## What needs to be done
Please return every line of the items below that contains the string "window". Letter case matters.

━━━ Given records

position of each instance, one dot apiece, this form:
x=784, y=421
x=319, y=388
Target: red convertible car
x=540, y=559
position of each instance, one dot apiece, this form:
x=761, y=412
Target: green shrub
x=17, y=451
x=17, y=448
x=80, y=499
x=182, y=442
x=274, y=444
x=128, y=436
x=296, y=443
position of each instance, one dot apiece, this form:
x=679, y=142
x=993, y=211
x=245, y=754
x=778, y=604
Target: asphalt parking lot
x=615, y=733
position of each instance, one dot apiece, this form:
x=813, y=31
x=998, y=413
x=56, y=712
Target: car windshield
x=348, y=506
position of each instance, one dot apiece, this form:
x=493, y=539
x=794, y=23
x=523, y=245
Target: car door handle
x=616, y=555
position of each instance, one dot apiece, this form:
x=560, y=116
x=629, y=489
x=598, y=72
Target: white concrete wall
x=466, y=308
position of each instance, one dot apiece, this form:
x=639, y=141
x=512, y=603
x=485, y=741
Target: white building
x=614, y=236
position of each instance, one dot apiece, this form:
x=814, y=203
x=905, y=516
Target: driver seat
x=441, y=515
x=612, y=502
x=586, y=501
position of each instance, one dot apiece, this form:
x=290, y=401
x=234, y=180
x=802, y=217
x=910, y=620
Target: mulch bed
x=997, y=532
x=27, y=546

━━━━━━
━━━ Given records

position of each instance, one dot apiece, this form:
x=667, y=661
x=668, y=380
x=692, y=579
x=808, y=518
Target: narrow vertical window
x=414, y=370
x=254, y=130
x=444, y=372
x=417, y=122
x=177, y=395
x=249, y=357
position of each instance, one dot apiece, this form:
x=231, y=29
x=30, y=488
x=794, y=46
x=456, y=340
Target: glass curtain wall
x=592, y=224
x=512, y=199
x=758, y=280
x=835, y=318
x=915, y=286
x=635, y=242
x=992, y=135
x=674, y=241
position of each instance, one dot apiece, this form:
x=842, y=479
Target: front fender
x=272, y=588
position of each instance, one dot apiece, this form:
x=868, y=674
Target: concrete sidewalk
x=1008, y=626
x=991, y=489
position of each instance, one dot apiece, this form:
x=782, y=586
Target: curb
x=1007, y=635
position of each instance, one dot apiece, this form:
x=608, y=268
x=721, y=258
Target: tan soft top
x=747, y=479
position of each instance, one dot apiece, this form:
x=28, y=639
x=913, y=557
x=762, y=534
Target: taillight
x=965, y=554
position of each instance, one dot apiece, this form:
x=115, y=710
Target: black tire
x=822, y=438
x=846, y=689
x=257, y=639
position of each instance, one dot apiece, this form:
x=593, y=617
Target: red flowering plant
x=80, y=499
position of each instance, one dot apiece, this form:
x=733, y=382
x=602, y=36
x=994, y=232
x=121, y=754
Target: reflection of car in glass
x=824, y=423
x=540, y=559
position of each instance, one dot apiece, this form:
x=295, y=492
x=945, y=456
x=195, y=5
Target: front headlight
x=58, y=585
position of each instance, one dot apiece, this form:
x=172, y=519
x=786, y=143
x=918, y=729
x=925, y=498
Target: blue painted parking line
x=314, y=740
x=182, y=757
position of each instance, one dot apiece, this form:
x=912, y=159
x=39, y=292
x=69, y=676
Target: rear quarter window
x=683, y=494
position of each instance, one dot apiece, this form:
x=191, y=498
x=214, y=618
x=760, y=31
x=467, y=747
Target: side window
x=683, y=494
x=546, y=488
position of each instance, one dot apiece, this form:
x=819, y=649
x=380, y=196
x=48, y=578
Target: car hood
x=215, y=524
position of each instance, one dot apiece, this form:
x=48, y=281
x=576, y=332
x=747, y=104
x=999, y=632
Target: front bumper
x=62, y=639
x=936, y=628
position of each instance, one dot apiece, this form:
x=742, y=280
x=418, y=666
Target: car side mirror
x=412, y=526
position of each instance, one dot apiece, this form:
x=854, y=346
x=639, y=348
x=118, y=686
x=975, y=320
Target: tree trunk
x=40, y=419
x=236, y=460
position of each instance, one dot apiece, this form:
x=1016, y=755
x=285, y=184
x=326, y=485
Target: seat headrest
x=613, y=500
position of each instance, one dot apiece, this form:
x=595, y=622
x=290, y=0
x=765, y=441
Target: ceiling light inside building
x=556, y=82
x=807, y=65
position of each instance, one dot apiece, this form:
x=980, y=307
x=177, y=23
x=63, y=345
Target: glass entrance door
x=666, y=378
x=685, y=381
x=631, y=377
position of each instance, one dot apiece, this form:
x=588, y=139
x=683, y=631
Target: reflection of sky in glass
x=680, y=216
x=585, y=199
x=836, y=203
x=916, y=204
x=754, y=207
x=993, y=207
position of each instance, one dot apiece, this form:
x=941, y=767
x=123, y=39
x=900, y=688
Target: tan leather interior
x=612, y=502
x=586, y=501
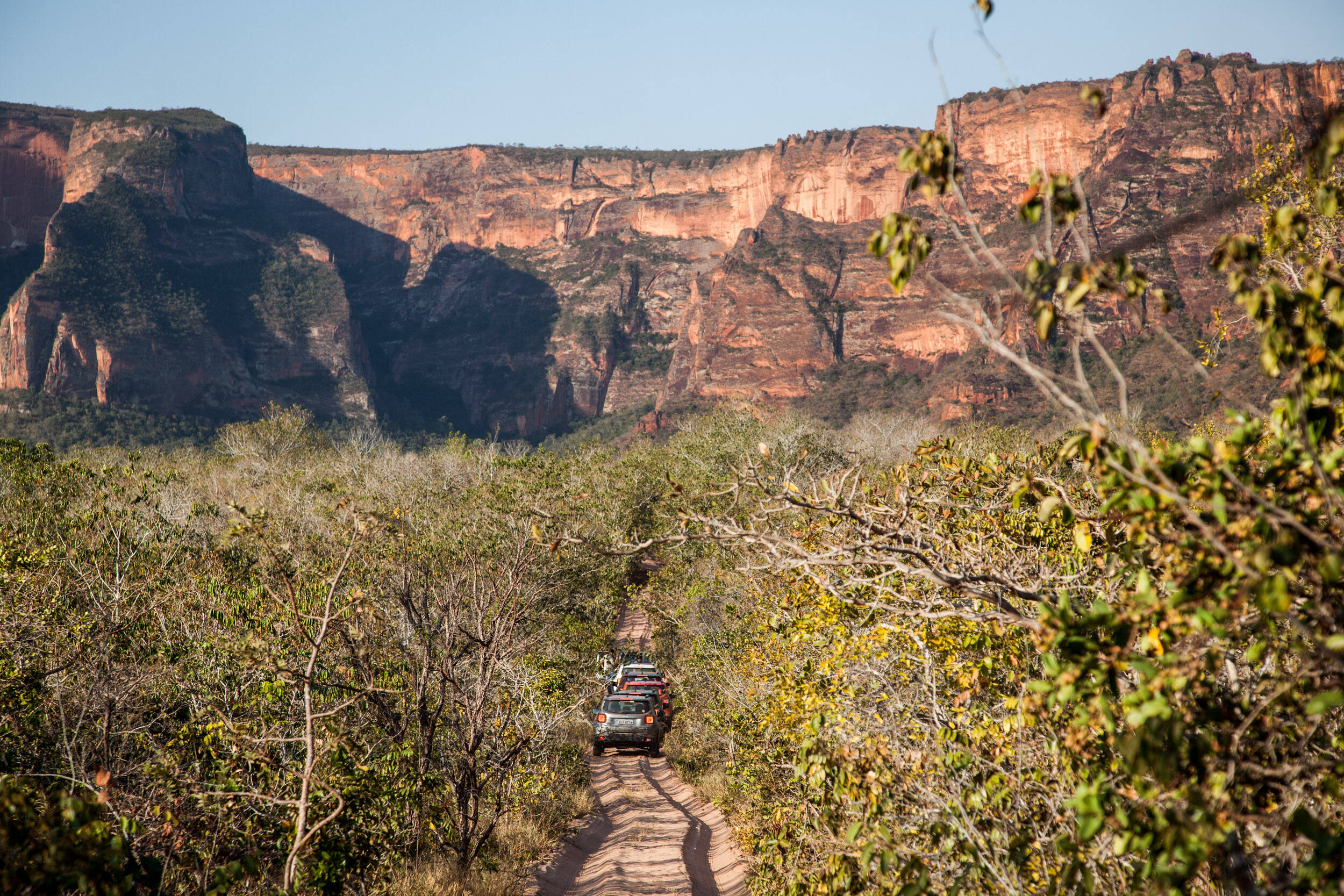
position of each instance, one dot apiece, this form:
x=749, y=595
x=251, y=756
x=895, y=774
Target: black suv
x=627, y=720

━━━━━━

## Response to this exercise
Target: narrow vertical window
Target: rear quarter window
Target: side window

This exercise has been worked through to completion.